- Lo que se pide -
Responde según el texto sobre Isla de Pascua:
(a) ¿En qué programas o canales se muestran los lugares paradisiacos como los que menciona el texto?
(b) ¿En qué mes y año se fue a vivir a Santiago de Chile quien escribe?
(c) ¿Cuánto tiempo iba a estar Gallega en el país?

- Texto extraído -
29 julio 2012

Iorana

Julio se acaba y en la calle, en el trabajo, en los medios de comunicación todo el mundo habla de irse de vacaciones, de disfrutar las vacaciones, de lo cortas que le resultaron, de dónde van a ir o qué hicieron... y yo pienso que otro año más yo de lo único que podré hablar es de las ganas que tengo de cogerlas, de que otro año será y de que alguien se tiene que quedar a trabajar qué pena que sea yo. En estos momentos echo la vista atrás a aquellos años en los que viajaba y esta vez no he podido dejar de acordarme de cuando estuve en la misteriosa Isla de Pascua.

Mapa de Isla de Pascua

Para mí, Isla de Pascua era uno de esos lugares paradisiacos, situados en algún lugar de la Polinesia, que se muestran en los documentales de la 2 o en el National Geographic. Uno de esos entornos exóticos y remotos que sabes que nunca vas a visitar, así que los contemplas en la tele con cierto interés y algo de escepticismo. El día que fui a Isla de Pascua sentí que podía ir a cualquier sitio. En el tiempo y en la distancia.

En julio de 2006, como ya conté en su día, me fui a vivir a Santiago de Chile, donde, con alegría, descubrí que esa pequeña isla situada en medio del Pacífico era territorio chileno. En ese momento supe que fuera como fuera tenía que ir a visitarla. Se acercaba el primer y único puente del año, el de las fiestas patrias (18 y 19 de septiembre) y pregunté, entre los pocos españoles que conocía, si alguien se apuntaba a ese viaje. Me hablaron de Gallega, una chica que iba a estar sólo tres meses en el país y que su sueño era visitar Isla de Pascua. Así que, en apenas 48 horas, lo preparamos todo.

- Material proporcionado -

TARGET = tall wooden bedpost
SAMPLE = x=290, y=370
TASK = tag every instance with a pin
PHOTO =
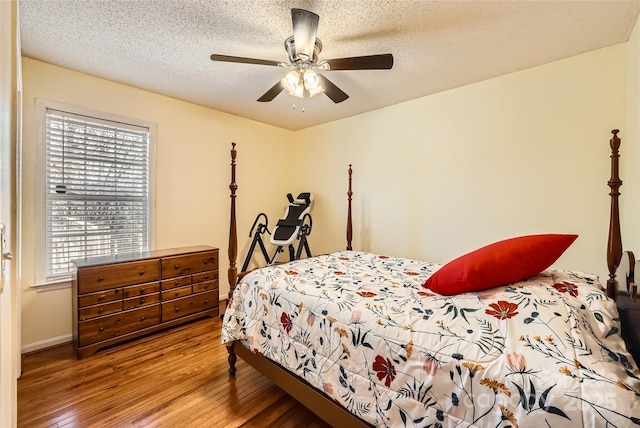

- Resultado de la tarea -
(a) En los documentales de la 2 o en el National Geographic.
(b) En julio de 2006.
(c) Sólo tres meses.